*** Reading text ***

Some of these provisions may make it difficult for OSHA to craft a standard that will withstand a legal challenge. For example, OSHA must show that the standard addresses a “significant risk,” which will require data that employees exposed at the trigger temperatures identified by OSHA are at risk. This issue is complicated by the fact that exposure to high heat alone is typically not hazardous—workers must also be performing moderate or strenuous work that results in an inability to dissipate heat. These factors may make it difficult for OSHA to prove that the standard effectively targets a significant risk. This is particularly true when temperature variables throughout the United States are considered. A temperature of 76°F may be a hazard in Maine or New Hampshire, but is it a hazard in Texas or Florida?
Employers may have difficulty complying with some of the provisions likely to be included. For example, a provision requiring workers who have been away from work for a week to be reacclimatized under the step-wise system described above would be difficult to administer and could result in the employer hiring replacement workers. Similarly, a mandatory break provision could discount the rest periods inherently built into the workday, such as time spent performing a job briefing, traveling to other worksites, or performing work that is not strenuous.
What Is the Next Step?
OIRA review is the final step OSHA must complete before issuing a proposed standard. Once OIRA’s review is complete, OSHA will publish the proposed standard in the Federal Register and employers and other interested parties will have the opportunity to comment. OIRA has no deadline to complete its review. OIRA is required to review all executive branch regulatory actions and the review process is comprehensive, particularly with regard to compliance cost estimates and feasibility findings. Given the likely complexity of OSHA’s proposal, the OIRA review process may be lengthy. Also, the White House is typically eager to issue final regulations as the end of the term approaches, and review of proposed actions may be put on the back burner.

*** End of Reading text ***
*** Extracted data ***

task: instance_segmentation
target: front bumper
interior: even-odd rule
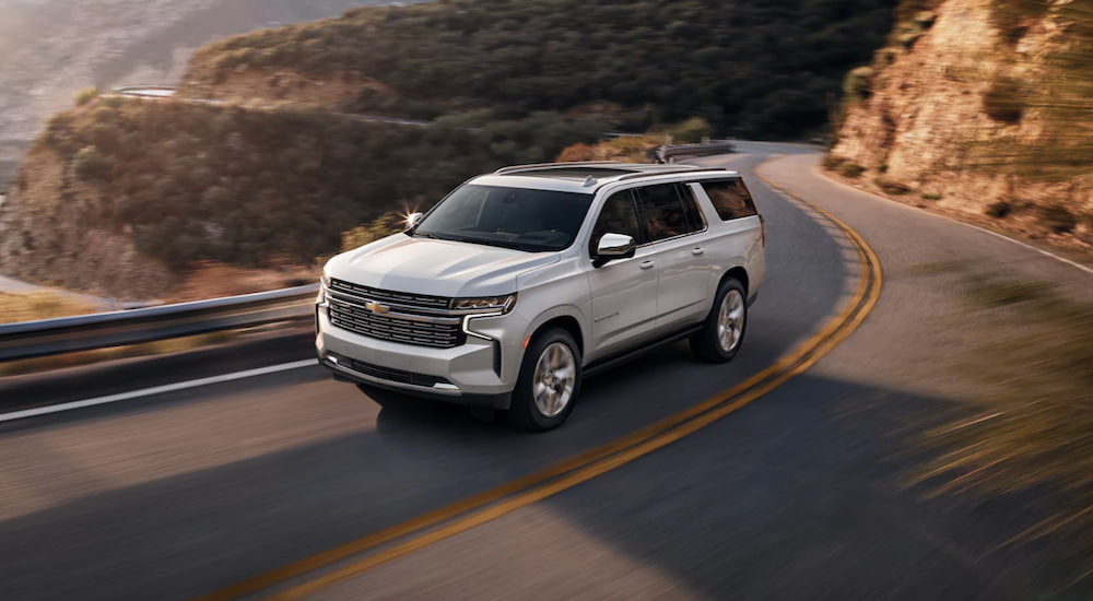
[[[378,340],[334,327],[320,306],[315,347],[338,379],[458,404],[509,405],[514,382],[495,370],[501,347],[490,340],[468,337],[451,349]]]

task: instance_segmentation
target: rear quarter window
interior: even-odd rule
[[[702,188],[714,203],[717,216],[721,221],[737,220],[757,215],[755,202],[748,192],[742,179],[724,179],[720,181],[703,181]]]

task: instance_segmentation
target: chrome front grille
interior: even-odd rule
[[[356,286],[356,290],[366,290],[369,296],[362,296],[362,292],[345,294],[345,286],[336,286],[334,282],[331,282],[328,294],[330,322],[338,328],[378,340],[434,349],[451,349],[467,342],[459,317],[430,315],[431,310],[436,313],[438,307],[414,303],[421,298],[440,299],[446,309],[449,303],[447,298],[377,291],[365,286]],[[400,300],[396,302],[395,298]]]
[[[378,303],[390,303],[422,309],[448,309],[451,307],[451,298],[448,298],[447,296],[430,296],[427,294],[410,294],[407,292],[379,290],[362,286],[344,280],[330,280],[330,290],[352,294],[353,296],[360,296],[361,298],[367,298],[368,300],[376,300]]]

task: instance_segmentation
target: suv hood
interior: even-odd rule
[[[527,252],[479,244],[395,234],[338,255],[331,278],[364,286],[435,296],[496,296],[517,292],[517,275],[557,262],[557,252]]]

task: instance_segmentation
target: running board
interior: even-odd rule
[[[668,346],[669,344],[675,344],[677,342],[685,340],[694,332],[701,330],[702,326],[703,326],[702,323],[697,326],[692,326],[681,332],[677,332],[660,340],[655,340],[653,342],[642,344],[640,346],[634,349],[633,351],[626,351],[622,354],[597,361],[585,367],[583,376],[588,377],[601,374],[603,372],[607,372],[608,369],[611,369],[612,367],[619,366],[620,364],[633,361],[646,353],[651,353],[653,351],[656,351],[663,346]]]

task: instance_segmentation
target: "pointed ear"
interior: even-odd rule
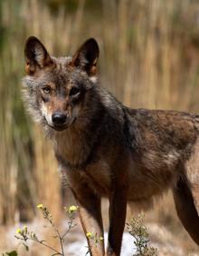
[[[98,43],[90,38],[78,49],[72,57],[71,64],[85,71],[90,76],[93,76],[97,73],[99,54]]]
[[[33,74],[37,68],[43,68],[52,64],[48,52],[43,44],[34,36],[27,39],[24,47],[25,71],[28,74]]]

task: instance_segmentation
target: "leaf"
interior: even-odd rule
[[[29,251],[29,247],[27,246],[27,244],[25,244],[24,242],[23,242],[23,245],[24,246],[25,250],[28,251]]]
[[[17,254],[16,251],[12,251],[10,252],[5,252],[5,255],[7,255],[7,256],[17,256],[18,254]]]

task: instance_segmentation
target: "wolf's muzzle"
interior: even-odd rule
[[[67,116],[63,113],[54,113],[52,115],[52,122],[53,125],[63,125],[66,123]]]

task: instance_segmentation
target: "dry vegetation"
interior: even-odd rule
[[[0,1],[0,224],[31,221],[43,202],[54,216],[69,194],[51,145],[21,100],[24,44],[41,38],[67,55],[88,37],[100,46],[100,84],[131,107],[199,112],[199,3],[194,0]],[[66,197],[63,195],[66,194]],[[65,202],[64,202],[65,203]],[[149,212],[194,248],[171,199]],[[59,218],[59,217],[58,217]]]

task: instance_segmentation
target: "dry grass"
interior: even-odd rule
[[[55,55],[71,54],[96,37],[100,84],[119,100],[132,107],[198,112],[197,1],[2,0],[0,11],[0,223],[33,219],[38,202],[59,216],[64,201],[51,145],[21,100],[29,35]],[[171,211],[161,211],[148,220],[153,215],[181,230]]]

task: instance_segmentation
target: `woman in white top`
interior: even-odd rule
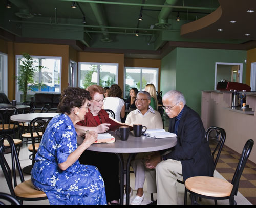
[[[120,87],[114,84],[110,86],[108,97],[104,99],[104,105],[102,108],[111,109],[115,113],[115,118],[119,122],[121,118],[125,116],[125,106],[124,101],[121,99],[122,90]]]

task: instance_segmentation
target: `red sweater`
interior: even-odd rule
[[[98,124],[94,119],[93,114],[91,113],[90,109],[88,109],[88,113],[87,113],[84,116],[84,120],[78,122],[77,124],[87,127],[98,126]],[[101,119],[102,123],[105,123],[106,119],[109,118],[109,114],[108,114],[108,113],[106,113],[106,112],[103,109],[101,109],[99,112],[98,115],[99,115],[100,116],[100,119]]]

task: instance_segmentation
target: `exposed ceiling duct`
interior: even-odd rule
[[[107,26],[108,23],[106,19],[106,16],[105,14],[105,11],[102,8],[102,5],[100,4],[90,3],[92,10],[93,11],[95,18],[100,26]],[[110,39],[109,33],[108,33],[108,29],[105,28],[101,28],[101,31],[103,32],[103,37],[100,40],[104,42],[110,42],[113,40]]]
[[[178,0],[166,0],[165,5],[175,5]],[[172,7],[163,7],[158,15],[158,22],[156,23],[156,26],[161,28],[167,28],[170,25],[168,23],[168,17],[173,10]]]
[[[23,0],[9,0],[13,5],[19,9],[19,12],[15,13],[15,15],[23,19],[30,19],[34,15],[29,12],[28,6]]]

*** End of Extracted data ***
*** Extracted data ***

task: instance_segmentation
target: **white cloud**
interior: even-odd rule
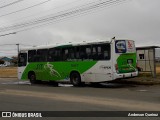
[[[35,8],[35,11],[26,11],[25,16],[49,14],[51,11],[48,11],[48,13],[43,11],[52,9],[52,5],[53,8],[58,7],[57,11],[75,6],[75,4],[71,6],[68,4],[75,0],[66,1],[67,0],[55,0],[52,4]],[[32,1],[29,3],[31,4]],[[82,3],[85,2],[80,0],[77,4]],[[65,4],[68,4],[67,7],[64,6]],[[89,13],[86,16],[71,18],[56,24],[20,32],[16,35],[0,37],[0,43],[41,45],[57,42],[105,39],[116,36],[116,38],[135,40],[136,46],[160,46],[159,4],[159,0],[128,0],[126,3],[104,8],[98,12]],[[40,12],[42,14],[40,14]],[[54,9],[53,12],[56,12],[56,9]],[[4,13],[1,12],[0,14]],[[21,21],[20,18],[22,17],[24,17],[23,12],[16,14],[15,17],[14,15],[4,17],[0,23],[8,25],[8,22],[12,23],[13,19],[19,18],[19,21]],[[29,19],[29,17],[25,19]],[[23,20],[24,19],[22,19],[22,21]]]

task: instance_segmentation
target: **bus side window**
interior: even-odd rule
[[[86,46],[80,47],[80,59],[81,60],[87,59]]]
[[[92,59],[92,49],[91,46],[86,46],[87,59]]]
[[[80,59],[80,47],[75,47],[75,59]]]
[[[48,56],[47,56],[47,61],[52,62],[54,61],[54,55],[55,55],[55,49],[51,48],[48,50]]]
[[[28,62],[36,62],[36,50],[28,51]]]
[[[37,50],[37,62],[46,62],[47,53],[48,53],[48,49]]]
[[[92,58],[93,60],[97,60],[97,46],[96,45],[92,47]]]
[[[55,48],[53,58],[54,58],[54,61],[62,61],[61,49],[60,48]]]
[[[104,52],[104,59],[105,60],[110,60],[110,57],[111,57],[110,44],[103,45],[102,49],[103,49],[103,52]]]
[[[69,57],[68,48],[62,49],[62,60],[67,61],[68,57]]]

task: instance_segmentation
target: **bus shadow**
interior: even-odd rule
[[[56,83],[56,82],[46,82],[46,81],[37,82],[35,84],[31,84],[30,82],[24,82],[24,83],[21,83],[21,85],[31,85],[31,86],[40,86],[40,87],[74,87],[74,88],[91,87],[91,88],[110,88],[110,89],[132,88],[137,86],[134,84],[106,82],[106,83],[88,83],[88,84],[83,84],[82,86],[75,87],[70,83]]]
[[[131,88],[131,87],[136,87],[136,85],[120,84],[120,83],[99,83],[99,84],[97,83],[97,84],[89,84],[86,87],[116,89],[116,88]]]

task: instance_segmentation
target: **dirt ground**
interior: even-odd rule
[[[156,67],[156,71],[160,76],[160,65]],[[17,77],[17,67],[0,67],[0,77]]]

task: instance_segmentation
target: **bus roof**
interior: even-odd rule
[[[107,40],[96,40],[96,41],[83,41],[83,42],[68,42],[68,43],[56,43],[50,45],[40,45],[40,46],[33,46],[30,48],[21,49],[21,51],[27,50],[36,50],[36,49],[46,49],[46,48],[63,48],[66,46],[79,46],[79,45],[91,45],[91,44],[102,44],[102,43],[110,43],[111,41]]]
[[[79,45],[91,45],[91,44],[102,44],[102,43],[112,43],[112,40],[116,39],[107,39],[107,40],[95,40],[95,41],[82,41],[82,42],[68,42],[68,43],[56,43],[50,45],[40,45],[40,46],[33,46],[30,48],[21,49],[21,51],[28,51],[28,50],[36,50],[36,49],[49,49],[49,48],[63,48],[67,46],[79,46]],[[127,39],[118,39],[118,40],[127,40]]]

*** End of Extracted data ***
*** Extracted data ***

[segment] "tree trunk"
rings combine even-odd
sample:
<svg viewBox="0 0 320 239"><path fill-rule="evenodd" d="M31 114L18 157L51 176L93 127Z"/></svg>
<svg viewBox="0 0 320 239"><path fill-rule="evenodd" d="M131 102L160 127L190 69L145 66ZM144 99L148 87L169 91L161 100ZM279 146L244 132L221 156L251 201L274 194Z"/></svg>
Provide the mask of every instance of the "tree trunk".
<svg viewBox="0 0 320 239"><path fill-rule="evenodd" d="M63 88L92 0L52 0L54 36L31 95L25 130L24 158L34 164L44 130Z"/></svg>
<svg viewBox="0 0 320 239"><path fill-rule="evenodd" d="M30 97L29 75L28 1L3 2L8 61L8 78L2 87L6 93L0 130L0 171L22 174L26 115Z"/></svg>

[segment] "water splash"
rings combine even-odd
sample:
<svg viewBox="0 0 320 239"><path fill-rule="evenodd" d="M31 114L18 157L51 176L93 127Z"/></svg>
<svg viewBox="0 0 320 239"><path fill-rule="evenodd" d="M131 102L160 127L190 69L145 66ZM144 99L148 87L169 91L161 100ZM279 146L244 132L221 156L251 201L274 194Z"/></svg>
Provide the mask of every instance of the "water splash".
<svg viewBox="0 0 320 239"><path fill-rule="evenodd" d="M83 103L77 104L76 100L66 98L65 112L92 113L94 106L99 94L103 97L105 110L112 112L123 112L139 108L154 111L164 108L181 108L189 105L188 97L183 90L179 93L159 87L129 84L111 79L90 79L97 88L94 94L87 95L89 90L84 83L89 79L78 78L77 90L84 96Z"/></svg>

*** End of Extracted data ***

* What this exercise asks *
(A) Return the part of the text on OSHA's proposed heat standard between "What Is the" and "the back burner.", inclusive.
(B) Write the next part of the text on OSHA's proposed heat standard, picking up after its last sentence.

* Answers by item number *
(A)
What Is the Next Step?
OIRA review is the final step OSHA must complete before issuing a proposed standard. Once OIRA’s review is complete, OSHA will publish the proposed standard in the Federal Register and employers and other interested parties will have the opportunity to comment. OIRA has no deadline to complete its review. OIRA is required to review all executive branch regulatory actions and the review process is comprehensive, particularly with regard to compliance cost estimates and feasibility findings. Given the likely complexity of OSHA’s proposal, the OIRA review process may be lengthy. Also, the White House is typically eager to issue final regulations as the end of the term approaches, and review of proposed actions may be put on the back burner.

(B)
On the other hand, the White House has been focused on climate change and protecting workers from excessive heat. For example, on July 27, 2023, the White House ordered OSHA to issue the “first-ever Hazard Alert for heat” and to “ramp up enforcement to protect workers from extreme heat.” When OSHA issued its National Emphasis Program(NEP) for heat in April 2022, Vice President Kamala Harris and then–Secretary of Labor Marty Walsh announced the program at a press conference at a Sheet Metal Workers Local 19 training center in Philadelphia. The White House focus on this issue may speed up the OIRA review process.
What Steps Should Employers Take?
OSHA continues to issue citations under Section 5(a)(1) of the OSH Act, commonly referred to as the General Duty Clause. The NEP describes the kind of information OSHA enforcement personnel will evaluate during inspections. This article provides recommendations for heat illness prevention programs and navigating inspections conducted pursuant to the NEP.
Despite the fanfare from OSHA regarding enforcement, OSHA has issued relatively few General Duty Clause citations alleging overexposure to heat. As of February 2024—almost two years after implementation of the NEP—OSHA had issued fifty-three citations alleging overexposure to heat. General Duty Clause cases can be difficult for OSHA to prove, and that is particularly true with a somewhat amorphous hazard like heat. As a result, OSHA has often not been successful in sustaining violations in litigation. The Occupational Safety and Health Review Commission vacated citations in the Secretary of Labor v. Sturgill Roofing and Secretary of Labor v. United States Postal Service cases. OSHA cited the Sturgill holding as one reason a standard is necessary.